======== Entradas del conjunto ========

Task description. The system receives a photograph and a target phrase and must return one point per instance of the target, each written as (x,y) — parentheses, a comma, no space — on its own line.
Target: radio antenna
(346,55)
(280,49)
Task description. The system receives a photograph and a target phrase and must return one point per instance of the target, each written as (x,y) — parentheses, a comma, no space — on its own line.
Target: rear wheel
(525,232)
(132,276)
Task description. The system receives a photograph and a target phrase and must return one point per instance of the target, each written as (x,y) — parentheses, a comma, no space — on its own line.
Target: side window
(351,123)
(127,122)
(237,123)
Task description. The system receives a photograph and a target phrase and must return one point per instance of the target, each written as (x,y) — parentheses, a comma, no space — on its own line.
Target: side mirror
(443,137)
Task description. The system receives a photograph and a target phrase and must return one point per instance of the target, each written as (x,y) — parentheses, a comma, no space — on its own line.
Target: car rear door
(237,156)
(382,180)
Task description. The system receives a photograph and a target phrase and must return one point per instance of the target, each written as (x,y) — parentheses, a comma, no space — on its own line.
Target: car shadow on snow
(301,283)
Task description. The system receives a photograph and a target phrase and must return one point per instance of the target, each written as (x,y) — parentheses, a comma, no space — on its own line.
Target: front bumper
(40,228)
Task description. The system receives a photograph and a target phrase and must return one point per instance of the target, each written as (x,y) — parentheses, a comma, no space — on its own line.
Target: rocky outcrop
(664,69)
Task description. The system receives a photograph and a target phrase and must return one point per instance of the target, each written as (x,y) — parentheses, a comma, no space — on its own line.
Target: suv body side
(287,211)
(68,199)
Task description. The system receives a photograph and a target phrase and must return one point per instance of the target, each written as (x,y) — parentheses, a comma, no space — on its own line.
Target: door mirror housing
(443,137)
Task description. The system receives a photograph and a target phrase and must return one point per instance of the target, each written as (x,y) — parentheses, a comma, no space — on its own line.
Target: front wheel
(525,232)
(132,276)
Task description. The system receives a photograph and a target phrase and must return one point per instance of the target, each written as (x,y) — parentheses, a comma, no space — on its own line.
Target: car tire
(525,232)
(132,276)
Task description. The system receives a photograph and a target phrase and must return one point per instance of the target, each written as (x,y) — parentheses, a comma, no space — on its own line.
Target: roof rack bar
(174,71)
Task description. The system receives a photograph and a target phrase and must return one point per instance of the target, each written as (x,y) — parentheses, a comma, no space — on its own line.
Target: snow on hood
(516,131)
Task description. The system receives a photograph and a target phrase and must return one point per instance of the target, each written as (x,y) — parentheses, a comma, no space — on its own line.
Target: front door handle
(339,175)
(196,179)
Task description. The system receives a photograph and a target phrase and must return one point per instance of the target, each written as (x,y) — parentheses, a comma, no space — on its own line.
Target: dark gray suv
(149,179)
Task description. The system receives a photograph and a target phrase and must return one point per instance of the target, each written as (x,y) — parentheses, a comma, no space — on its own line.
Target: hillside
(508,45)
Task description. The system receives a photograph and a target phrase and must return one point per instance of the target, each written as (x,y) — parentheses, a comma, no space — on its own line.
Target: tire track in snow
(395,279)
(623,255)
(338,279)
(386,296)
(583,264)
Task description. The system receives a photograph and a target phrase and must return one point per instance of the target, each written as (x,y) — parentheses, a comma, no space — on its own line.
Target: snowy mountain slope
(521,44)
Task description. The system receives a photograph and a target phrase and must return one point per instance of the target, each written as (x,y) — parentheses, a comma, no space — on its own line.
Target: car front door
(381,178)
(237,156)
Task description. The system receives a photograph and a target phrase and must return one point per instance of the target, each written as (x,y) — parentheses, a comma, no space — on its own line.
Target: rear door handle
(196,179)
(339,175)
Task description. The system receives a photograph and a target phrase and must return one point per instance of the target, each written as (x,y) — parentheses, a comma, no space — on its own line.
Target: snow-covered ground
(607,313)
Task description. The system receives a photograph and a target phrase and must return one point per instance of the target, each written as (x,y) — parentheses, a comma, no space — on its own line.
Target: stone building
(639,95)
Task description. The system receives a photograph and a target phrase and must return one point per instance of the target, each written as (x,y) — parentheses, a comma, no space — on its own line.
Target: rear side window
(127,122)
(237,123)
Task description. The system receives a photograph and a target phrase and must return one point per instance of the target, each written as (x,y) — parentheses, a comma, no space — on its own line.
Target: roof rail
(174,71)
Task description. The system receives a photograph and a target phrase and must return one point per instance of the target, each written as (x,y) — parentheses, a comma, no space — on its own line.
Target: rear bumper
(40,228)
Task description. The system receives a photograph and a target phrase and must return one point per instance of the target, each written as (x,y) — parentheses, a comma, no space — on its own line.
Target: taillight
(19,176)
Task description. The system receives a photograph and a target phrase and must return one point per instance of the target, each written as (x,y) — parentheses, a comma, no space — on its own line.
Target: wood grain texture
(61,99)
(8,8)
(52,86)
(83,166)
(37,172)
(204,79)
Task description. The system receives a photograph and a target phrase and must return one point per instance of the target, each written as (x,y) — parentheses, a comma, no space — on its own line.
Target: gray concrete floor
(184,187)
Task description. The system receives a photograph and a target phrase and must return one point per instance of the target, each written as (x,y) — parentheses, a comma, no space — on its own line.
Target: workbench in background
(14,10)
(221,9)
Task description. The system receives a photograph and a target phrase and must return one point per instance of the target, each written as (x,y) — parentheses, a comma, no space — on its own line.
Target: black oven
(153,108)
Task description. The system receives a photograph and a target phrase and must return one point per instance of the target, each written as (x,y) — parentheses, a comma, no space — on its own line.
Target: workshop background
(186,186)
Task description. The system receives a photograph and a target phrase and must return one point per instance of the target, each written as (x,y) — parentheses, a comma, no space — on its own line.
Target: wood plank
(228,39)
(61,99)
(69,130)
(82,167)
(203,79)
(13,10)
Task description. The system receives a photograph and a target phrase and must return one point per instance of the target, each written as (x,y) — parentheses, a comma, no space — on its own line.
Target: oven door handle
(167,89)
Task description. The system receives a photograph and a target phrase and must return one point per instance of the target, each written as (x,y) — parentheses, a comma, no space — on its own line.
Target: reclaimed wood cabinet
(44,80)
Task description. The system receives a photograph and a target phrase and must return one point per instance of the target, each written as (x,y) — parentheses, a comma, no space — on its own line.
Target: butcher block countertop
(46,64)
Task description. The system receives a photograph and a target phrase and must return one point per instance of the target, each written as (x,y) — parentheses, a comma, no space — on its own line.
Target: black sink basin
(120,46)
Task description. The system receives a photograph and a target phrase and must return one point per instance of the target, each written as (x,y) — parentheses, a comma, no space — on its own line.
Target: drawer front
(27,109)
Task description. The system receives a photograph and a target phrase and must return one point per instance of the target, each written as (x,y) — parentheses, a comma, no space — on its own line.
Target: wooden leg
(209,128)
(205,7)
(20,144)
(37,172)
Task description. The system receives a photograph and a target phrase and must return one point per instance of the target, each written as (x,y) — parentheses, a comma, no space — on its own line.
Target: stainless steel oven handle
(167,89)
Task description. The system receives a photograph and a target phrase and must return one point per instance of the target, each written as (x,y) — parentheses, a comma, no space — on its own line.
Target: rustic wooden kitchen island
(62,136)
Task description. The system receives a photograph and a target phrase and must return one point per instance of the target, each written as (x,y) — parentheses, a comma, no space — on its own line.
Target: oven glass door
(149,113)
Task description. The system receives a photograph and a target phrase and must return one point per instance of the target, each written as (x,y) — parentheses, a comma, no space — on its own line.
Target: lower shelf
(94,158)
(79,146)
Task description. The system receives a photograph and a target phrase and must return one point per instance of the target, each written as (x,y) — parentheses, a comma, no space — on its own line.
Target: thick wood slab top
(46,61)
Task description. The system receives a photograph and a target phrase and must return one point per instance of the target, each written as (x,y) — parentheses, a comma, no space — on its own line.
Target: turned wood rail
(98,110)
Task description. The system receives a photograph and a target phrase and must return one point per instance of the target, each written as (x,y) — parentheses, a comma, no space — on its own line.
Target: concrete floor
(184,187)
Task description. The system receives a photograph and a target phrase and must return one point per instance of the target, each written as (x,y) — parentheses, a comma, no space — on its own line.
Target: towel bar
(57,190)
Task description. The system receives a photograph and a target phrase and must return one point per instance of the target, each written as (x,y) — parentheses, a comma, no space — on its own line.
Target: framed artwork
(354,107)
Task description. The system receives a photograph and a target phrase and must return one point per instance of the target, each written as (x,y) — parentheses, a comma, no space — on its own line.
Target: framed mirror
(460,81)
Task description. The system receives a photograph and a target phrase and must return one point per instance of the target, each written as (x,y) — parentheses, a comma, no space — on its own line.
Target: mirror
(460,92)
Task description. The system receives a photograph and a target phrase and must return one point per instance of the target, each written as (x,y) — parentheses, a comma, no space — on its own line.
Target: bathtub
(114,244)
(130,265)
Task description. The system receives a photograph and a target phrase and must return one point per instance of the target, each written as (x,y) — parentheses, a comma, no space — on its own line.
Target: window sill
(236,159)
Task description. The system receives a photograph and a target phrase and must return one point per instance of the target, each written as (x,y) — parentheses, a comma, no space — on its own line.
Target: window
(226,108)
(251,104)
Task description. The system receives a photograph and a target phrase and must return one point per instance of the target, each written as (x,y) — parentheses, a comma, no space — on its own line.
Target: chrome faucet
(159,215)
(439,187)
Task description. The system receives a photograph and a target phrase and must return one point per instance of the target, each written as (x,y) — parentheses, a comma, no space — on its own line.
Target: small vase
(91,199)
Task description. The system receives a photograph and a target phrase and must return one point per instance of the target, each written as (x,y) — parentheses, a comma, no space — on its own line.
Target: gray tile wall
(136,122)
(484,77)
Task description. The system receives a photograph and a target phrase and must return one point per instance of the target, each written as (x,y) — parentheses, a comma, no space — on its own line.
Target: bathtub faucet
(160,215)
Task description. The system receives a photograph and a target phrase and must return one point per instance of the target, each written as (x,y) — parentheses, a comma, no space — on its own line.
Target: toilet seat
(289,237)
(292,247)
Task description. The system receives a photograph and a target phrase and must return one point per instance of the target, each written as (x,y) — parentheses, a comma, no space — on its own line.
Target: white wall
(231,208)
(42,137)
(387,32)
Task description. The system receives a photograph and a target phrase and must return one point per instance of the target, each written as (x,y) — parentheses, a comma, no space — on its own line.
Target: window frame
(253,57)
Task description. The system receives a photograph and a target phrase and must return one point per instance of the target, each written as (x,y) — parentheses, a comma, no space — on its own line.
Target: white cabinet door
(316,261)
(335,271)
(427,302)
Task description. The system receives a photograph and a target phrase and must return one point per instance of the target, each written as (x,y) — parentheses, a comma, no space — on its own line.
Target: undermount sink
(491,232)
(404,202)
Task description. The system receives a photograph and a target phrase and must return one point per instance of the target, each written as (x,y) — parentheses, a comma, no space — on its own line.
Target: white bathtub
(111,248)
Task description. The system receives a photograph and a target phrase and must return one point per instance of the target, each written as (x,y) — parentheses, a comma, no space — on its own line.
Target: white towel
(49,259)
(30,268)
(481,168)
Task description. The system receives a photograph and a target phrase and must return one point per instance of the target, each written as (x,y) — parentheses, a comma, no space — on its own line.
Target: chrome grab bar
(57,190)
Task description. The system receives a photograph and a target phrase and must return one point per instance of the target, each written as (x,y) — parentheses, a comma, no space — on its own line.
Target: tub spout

========

Extrae de las entradas anteriores cada línea que contenga la cadena "roof". Distingue entre mayúsculas y minúsculas.

**Solución de la tarea**
Target: roof rack bar
Target: roof rail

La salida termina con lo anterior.